Data records:
- - - - - - -

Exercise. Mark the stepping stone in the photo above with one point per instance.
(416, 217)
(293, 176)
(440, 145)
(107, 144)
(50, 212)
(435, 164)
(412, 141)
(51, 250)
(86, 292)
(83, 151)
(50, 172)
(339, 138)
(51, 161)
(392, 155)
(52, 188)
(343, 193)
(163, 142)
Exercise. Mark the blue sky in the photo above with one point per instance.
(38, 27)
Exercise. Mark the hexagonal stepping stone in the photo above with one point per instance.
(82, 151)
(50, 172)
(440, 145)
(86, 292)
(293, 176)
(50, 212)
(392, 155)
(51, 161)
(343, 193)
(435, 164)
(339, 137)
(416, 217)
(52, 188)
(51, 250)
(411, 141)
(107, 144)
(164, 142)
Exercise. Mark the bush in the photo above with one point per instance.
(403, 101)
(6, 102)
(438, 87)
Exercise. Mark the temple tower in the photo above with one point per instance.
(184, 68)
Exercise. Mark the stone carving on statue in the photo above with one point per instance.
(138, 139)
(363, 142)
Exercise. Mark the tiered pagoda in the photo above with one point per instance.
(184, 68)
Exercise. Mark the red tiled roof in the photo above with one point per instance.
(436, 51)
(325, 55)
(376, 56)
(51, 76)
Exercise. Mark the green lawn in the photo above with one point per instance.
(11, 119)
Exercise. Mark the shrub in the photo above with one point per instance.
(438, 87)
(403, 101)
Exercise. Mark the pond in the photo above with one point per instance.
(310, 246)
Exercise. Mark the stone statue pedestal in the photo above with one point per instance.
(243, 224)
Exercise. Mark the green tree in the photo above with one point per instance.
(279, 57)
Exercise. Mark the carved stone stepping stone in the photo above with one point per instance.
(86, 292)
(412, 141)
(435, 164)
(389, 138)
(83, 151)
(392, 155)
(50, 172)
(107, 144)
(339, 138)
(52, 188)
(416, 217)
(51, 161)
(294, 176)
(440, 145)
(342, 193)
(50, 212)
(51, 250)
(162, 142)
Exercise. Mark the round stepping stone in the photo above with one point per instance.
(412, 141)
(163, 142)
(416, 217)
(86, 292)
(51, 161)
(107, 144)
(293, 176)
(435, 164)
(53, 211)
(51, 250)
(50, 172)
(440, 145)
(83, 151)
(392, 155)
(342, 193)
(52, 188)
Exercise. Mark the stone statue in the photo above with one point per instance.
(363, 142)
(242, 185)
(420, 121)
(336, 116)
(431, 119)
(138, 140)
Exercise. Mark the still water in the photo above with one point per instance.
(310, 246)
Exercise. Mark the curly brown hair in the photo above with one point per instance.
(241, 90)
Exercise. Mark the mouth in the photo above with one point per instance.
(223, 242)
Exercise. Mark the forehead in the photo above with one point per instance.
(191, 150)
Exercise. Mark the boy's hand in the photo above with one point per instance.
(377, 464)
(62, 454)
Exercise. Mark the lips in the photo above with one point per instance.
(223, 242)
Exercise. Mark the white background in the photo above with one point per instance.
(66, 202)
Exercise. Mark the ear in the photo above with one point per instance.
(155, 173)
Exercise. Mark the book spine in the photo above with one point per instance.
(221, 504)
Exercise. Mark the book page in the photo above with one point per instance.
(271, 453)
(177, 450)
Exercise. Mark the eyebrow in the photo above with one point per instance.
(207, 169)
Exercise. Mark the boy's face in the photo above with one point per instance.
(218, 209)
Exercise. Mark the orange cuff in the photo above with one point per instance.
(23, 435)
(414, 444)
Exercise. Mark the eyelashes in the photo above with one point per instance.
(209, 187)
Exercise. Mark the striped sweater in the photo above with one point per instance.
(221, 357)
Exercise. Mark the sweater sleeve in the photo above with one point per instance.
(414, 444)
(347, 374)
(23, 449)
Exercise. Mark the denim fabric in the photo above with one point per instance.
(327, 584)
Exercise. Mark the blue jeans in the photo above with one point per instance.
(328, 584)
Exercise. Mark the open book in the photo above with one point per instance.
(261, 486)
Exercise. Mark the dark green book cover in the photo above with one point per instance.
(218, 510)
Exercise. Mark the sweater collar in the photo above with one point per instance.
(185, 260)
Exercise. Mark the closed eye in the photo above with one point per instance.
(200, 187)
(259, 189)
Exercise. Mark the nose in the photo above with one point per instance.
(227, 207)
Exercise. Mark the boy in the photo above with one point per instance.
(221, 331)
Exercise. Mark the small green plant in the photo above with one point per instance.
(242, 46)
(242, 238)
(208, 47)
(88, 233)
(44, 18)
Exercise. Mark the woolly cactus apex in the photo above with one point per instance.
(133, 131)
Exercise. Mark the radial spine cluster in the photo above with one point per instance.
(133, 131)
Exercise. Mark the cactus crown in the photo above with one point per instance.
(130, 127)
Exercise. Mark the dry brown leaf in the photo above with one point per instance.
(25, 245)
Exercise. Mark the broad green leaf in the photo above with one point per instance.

- - - - - - -

Task description —
Transcribe, exactly and completely, all of the entries.

Your response —
Exercise. Mark the stepping stone in the photo above with one point per instance.
(416, 217)
(293, 176)
(440, 145)
(107, 144)
(50, 212)
(435, 164)
(412, 141)
(51, 250)
(86, 292)
(83, 151)
(50, 172)
(339, 138)
(51, 161)
(392, 155)
(52, 188)
(343, 193)
(163, 142)
Exercise. Mark the blue sky in the photo above with one point per instance.
(38, 27)
Exercise. Mark the hexagonal stepping stone in the photo above with one point per instance.
(82, 151)
(50, 172)
(440, 145)
(86, 292)
(293, 176)
(50, 212)
(392, 155)
(51, 161)
(343, 193)
(435, 164)
(339, 137)
(416, 217)
(52, 188)
(51, 250)
(411, 141)
(107, 144)
(164, 142)
Exercise. Mark the bush in the photo above with one point per instance.
(403, 101)
(6, 102)
(438, 87)
Exercise. Mark the temple tower in the photo above with one point per instance.
(184, 68)
Exercise. Mark the stone carving on statue in the photo above with one point per instance.
(138, 139)
(363, 142)
Exercise. Mark the tiered pagoda in the photo above with one point per instance.
(184, 68)
Exercise. Mark the red tiled roof in the photo above with one point per instance.
(436, 51)
(325, 55)
(376, 56)
(51, 76)
Exercise. Mark the green lawn in the photo above with one point per instance.
(11, 119)
Exercise. Mark the shrub in the photo above with one point per instance.
(438, 87)
(403, 101)
Exercise. Mark the pond in the photo above with one point per instance.
(310, 246)
Exercise. Mark the stone statue pedestal in the photo above with one point per instance.
(243, 224)
Exercise. Mark the green tree in the photo above with one point per instance.
(279, 57)
Exercise. Mark the carved stone stepping stone in the photo above with one point per instance.
(86, 292)
(412, 141)
(435, 164)
(389, 138)
(83, 151)
(392, 155)
(50, 172)
(107, 144)
(339, 138)
(52, 188)
(416, 217)
(51, 161)
(294, 176)
(440, 145)
(342, 193)
(50, 212)
(51, 250)
(162, 142)
Exercise. Mark the round stepping stone in the photo above with one point per instance.
(412, 141)
(163, 142)
(416, 217)
(86, 292)
(51, 161)
(107, 144)
(293, 176)
(435, 164)
(53, 211)
(51, 250)
(50, 172)
(440, 145)
(83, 151)
(392, 155)
(342, 193)
(52, 188)
Exercise. Mark the stone statue in the photo above with one point per instance.
(363, 142)
(242, 185)
(420, 121)
(336, 116)
(431, 119)
(138, 140)
Exercise. Mark the still water in the photo above with one point per instance.
(310, 246)
Exercise. Mark the curly brown hair in the photo above with one point per instance.
(241, 90)
Exercise. Mark the mouth in the photo above with one point per instance.
(223, 242)
Exercise. Mark the forehead in the photo above with one point per instance.
(191, 150)
Exercise. Mark the boy's hand in the photo above with one point per instance.
(377, 464)
(62, 454)
Exercise. Mark the lips in the photo above with one point per instance.
(223, 242)
Exercise. Mark the white background in the photo above with one point per instance.
(66, 202)
Exercise. Mark the ear in the photo above with one point per instance.
(155, 173)
Exercise. Mark the book spine in the photo above with one point per instance.
(221, 504)
Exercise. Mark the book page in the photo above with one point per instance.
(271, 453)
(177, 450)
Exercise. Mark the eyebrow in the photo above with one point per instance.
(207, 169)
Exercise. Mark the boy's face in the photo above with one point per instance.
(218, 209)
Exercise. Mark the orange cuff in the photo above with one point per instance.
(23, 435)
(414, 444)
Exercise. Mark the eyelashes in the photo above with one point per instance.
(209, 187)
Exercise. Mark the striped sweater in the photo above with one point per instance.
(221, 357)
Exercise. Mark the sweater sleeve in the photo above with one point per instance.
(414, 444)
(347, 374)
(23, 449)
Exercise. Mark the denim fabric in the photo above with one point per instance.
(327, 584)
Exercise. Mark the blue jeans in the photo above with one point per instance.
(328, 584)
Exercise. Mark the open book in the photo above with one point per instance.
(261, 486)
Exercise. Mark the dark green book cover in the photo above with one point per instance.
(218, 510)
Exercise. Mark the sweater collar in the photo above with one point per instance.
(185, 260)
Exercise. Mark the closed eye in the photo above with one point per instance.
(200, 187)
(259, 189)
Exercise. Mark the nose in the photo above with one point per instance.
(227, 207)
Exercise. Mark the boy in the photo above with one point per instance.
(221, 331)
Exercise. Mark the small green plant in the photo above with one point per instance.
(242, 46)
(242, 238)
(208, 47)
(88, 233)
(44, 18)
Exercise. Mark the woolly cactus apex in the photo above with one point per instance.
(133, 131)
Exercise. Mark the radial spine cluster in the photo above with one point per instance.
(133, 131)
Exercise. Mark the cactus crown in the photo above with one point per instance.
(130, 127)
Exercise. Mark the dry brown leaf in the photo above with one point per instance.
(25, 245)
Exercise. Mark the broad green leaf in the photo above with one point per instance.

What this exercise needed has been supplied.